** Problem description **
Reproduce every line of the material below, requests included, scaling each x and y coordinate in the answers by 2.35 and rounding to the nearest whole number, with halves rounded up. Keep the sample layouts in the requests unchanged, and omit the pictures.

** Excerpts from a point-labeling dataset **

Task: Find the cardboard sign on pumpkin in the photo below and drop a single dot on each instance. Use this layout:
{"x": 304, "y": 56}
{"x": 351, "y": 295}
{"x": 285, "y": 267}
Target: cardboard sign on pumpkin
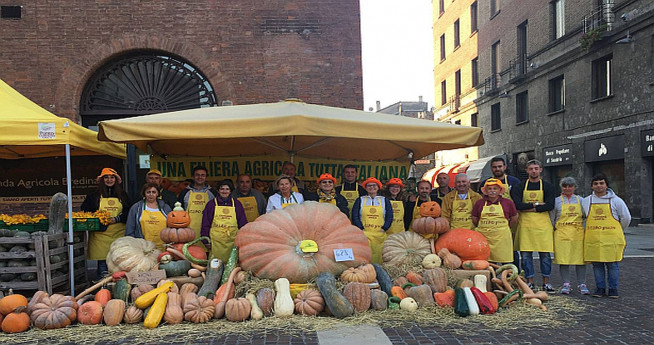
{"x": 147, "y": 277}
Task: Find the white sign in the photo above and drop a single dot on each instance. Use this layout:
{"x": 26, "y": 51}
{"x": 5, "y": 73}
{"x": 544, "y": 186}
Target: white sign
{"x": 343, "y": 254}
{"x": 46, "y": 130}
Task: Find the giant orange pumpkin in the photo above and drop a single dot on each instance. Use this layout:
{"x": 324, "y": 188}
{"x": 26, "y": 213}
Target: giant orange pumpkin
{"x": 178, "y": 218}
{"x": 269, "y": 246}
{"x": 465, "y": 243}
{"x": 430, "y": 209}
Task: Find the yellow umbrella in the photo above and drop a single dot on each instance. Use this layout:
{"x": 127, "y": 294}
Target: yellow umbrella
{"x": 29, "y": 131}
{"x": 292, "y": 127}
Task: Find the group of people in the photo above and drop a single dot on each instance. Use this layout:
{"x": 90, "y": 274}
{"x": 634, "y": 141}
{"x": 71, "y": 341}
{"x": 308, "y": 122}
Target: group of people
{"x": 517, "y": 218}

** Output for this exercise **
Task: Find the cardboard sign on pumpkin in the photo below and drop a single dot on each instance. Use this layout:
{"x": 304, "y": 56}
{"x": 351, "y": 295}
{"x": 285, "y": 267}
Target: cardboard sign on pumpkin
{"x": 345, "y": 651}
Task: Find the white sign in the photo above and drop a single dot on each instance. Use this layout:
{"x": 26, "y": 51}
{"x": 5, "y": 73}
{"x": 544, "y": 186}
Target: white sign
{"x": 806, "y": 597}
{"x": 108, "y": 306}
Task: Find the giant orange pumpkin in the photo above and drop a single dot on each instance. Use this layout:
{"x": 324, "y": 188}
{"x": 26, "y": 213}
Target: giant orange pumpkin
{"x": 418, "y": 512}
{"x": 632, "y": 578}
{"x": 1093, "y": 571}
{"x": 1011, "y": 491}
Task: Find the yellow umbrella in the photo above and drop a single dot on each instance. Use this layout:
{"x": 127, "y": 294}
Target: yellow umbrella
{"x": 68, "y": 308}
{"x": 686, "y": 298}
Task: Find the group of people in the photo above and drop a single dot on each instance. Use this layout:
{"x": 90, "y": 274}
{"x": 634, "y": 141}
{"x": 71, "y": 341}
{"x": 308, "y": 122}
Target: group of people
{"x": 1215, "y": 512}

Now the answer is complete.